_Вопросы и задания_.
• a. Ответьте на вопросы по отрывку о Давыдове ниже:
(i) С кем сравнивается поведение «не цехового стихотворца» в первом абзаце?
(ii) Кого, кроме иных читателей, пугали подобные вещи?
(iii) Как автор называет единение всех в полемике и отталкивании?
• b. Продублируйте из отрывка о Давыдове ниже всё, начиная со слов «Проще всего ответить» и вплоть до слов «наоборот, грубости? — текста.».
━━━━━ Цитируемый текст
Проще всего ответить (это не значит ответить неверно): «не цеховой стихотворец» и вел себя как партизан, не подчиняющийся приказам по регулярной армии; не подчинялся правилам цеха и дерзко их нарушал, создавая свои собственные. Но оставим тонкости — или выходит наоборот, грубости? — текста.

Конечно, подобные вещи шокировали иных читателей «подлостью», низменностью слога; пугали и цензоров. Но было тут нечто, и впрямь не имевшее отношения к «цеху». По крайней мере, только к нему.

От чего освобождался Давыдов?.. Впрочем, ответивши, «от чего», неизбежно скажем нечто слишком уж общее: в полемике, в отталкивании все более или менее схожи — в той степени, в какой, в общем, едино для всех или многих то, что сковывает и тяготит. Это фальшивое единение оппозиции. Спросим иначе: к чему тянулся Давыдов? Чем вдохновлялся? Какова была его освобожденность?
━━━━━━━━━━
━━━━━ Фрагмент набора данных
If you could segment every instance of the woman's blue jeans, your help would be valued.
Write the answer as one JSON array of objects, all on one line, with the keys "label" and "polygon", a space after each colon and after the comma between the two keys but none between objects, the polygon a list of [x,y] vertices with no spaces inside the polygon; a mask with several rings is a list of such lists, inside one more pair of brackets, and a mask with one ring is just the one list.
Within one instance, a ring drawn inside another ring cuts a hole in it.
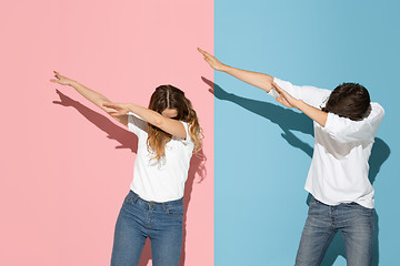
━━━━━━━━━━
_Ответы к упражнениям_.
• a.
(i) С партизаном, не подчиняющимся приказам по регулярной армии.
(ii) Цензоров.
(iii) Фальшивым единением оппозиции.

• b.
Проще всего ответить (это не значит ответить неверно): «не цеховой стихотворец» и вел себя как партизан, не подчиняющийся приказам по регулярной армии; не подчинялся правилам цеха и дерзко их нарушал, создавая свои собственные. Но оставим тонкости — или выходит наоборот, грубости? — текста.